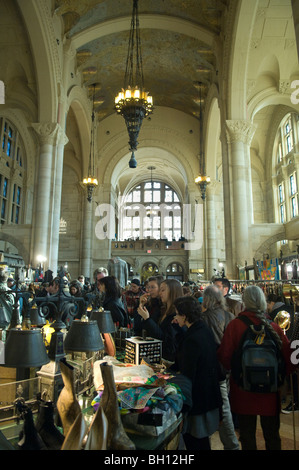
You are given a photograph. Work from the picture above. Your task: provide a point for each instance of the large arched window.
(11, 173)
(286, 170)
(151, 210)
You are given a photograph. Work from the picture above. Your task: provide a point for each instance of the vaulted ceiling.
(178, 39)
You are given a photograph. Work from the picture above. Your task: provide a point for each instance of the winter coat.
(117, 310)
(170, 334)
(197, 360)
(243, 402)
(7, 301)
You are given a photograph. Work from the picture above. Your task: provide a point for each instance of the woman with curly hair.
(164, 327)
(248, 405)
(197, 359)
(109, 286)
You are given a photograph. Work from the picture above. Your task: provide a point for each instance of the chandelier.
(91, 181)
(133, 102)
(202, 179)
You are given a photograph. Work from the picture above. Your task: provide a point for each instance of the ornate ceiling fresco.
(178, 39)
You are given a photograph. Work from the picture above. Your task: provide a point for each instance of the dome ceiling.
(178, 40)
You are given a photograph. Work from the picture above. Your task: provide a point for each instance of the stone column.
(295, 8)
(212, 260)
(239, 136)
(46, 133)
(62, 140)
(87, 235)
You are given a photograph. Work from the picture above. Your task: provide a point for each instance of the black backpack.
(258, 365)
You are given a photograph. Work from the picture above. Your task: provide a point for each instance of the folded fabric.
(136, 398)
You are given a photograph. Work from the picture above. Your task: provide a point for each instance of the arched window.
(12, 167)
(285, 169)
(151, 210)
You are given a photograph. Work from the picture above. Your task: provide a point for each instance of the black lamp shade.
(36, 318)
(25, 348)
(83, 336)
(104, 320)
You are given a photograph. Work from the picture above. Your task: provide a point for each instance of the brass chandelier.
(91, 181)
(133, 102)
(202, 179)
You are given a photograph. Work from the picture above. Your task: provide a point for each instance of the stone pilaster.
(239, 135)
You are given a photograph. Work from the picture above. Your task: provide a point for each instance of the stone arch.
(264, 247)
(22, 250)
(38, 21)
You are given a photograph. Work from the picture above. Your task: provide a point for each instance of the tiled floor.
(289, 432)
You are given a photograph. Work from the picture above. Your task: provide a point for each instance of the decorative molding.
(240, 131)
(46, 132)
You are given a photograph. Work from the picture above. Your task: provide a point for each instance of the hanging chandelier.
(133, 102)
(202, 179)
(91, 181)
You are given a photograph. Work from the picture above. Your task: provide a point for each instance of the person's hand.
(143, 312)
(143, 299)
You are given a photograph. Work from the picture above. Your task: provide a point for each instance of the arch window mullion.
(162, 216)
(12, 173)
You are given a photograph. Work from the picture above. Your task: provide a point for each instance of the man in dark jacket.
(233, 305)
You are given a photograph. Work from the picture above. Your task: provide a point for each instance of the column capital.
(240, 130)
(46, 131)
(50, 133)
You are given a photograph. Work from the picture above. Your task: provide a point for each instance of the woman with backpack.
---
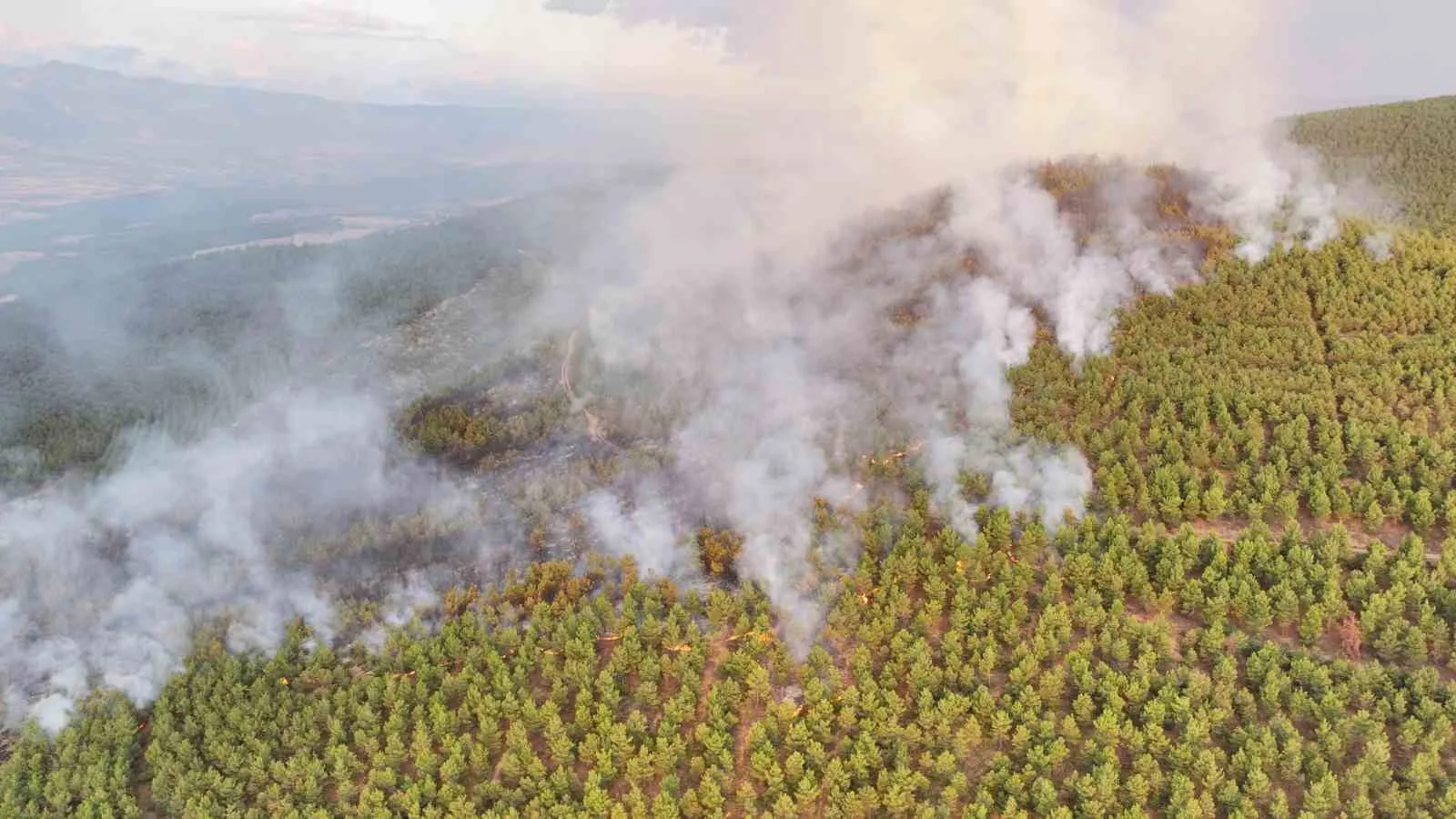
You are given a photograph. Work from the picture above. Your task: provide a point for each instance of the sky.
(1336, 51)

▶ _AIM OF THE TASK_
Copy out only the lines above from the one with "in dark jacket." to the one with "woman with backpack.", inclusive, exactly as they stand.

▶ _EXERCISE SOLUTION_
You are given a photograph. Work from the picture above. Your task: provide a point for each instance of the man in dark jacket.
(233, 305)
You are given a photograph. Work from the picture above. Your task: provide a point for each instance of the column capital.
(240, 130)
(46, 131)
(50, 133)
You are given a photograph. Work from the picture above. Your task: provide a point for each instance of the woman with backpack.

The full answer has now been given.